* _Things to do_:
1. Under the heading "QUESTIONS AND CONVERSATION STARTERS" in the budgeting passage, list each bullet point.
2. According to the budgeting passage, what do departments give up in exchange for access to a centralized budget contingency pool?
3. Write what comes next in the budgeting passage, picking up after its final sentence.

═══ Passage to read

The budget should also consider the autonomy afforded to elected officials. Elected officials, as a group, should use the strategic plan to define the vision and priorities of the local government, which the budget then enacts. This gives elected officials, as a group, great agency within the budget process. However, agency is not the same as autonomy within the budget process. Individual elected officials may feel constrained by a budget process that is aligned with priorities defined by a larger group. In cases where there is a high consensus on the strategic plan and a lot of enthusiasm around implementing it, perhaps any feeling of constraint is not enough that any elected officials are bothered. In other cases, though, the budget should provide autonomy for elected officials. For instance, this could take the form of a small project account for making improvements in the neighborhood(s) that an elected official represents. This provides some autonomy while maintaining alignment of most of the spending with communitywide priorities.
Finally, we should emphasize that the principle of subsidiarity does not require that all decisions be pushed to the lowest level possible. There may be situations where the best decision-maker is a central authority. Employee costs (salaries, benefits) are costs that are understood and obvious. There are nonobvious examples, too. Commercial insurance is usually purchased by the central risk manager, not by each individual department. However, in many governments, each department builds “budget insurance” into their budgets by padding their budgets to provide cushion against unplanned, unavoidable expenditures. Across all departments, this padding can add up. Local governments have realized millions of dollars in budget savings by providing a centralized budget contingency pool that departments can access in case of unplanned, unavoidable expenditures. In exchange, departments give up their padding.
QUESTIONS AND CONVERSATION STARTERS
- What is truly legally required of the budget, including spending mandates or requirements of the budget process itself?
- What is the right level of control on spending? Are managers able to shift dollars between spending needs? Are there safeguards against risks, like shifting money to spending that creates unplanned, permanent, or semipermanent spending obligations (e.g., personnel spending)?
- Are managers who demonstrate good management given more autonomy than managers who don’t?
- Have you identified resource allocation decisions that will best be made by central authority? Usually, these are decisions with high economies of scale across departments.
5. GRADUATED SANCTIONS AND REWARDS
Provide motivations for being a constructive participant in the budget. Incentives and correctives can start small and grow as needed.
Incentives and sanctions matter. Each can be subtle, hard to design and administer, and their effects difficult to predict. Therefore, incentives and sanctions are often not given the attention they deserve. In the budget process, incentives can encourage participants to make financially sustainable choices that benefit as many people as possible, or disincentives can discourage short-term thinking that benefits narrow constituencies.
Incentives in the budget process come from the power of the purse strings. Using this incentive starts with making clear: A) who holds the purse strings; and B) that the holder of the purse strings is willing and able to use that power to reinforce constructive behavior. Before going further with our discussion of incentives, we should consider expectations. For sanctions and rewards to work, people must know what they are expected to do to avoid sanctions and obtain rewards.

══════
═══ Dataset excerpt

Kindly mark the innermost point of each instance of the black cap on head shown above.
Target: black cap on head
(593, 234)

══════

* _Results_:
1.
- What is truly legally required of the budget, including spending mandates or requirements of the budget process itself?
- What is the right level of control on spending? Are managers able to shift dollars between spending needs? Are there safeguards against risks, like shifting money to spending that creates unplanned, permanent, or semipermanent spending obligations (e.g., personnel spending)?
- Are managers who demonstrate good management given more autonomy than managers who don’t?
- Have you identified resource allocation decisions that will best be made by central authority? Usually, these are decisions with high economies of scale across departments.

2. They give up the padding in their budgets.

3.
Formal power, like the power of the purse strings, imparts the ability to administer graduated or severe penalties or offer substantial rewards. However, an effective sanction and rewards system is graduated—it uses lighter touches to ease people into conformance with the rules before relying on heavier options. When only draconian sanctions are available to budget authorities, it reduces the likelihood of authority applying any sanction at all. The objective is to arrange penalties so that someone who makes an error or a small rule infraction is sufficiently deterred to ensure long-term compliance but without overdoing the penalty. On the side of incentive, an expansive range of options is optimal rather than just the cumbersome and blunt options of promotions and salary increases.
Penalties and rewards are best targeted toward a specific behavior that you want to encourage or discourage, like staying within a quarterly budget amount. Often, incentives work best when they rely on social forces, like recognition for a job well done or disapproval of peers for breaking a rule.
When considering incentives, penalties, and rewards, we need to consider the role of prestige. Social forces of recognition and prestige are often as powerful or What is the source of prestige in your government? Does it support or work against a strong financial foundation? For example, in many organizations, prestige flows from how many people one supervises. That provides a clear incentive for people to try to increase the number of people who report to them. This incentive works against financial sustainability. Instead, can prestige flow from one’s ability to help the government make progress on the issues that are of greatest importance to the community?
Finally, we should consider incentives the budget system might be creating that inadvertently encourage financially destructive behavior. Budget officers should look for constructive alternatives. Here are two examples:
“Padding” the budget. Departments sometimes add funding to their budget requests beyond what they need for unexpected expenditures that might arise during the year. Instead, can an internal “risk pool” be created where departments can draw from it to respond to unavoidable, unplanned expenditures if and when the need arises? You can read more about how to develop internal risk pools for the budget in Don’t Go It Alone: Pooling Budgetary Risk to Save Money in Your Budget.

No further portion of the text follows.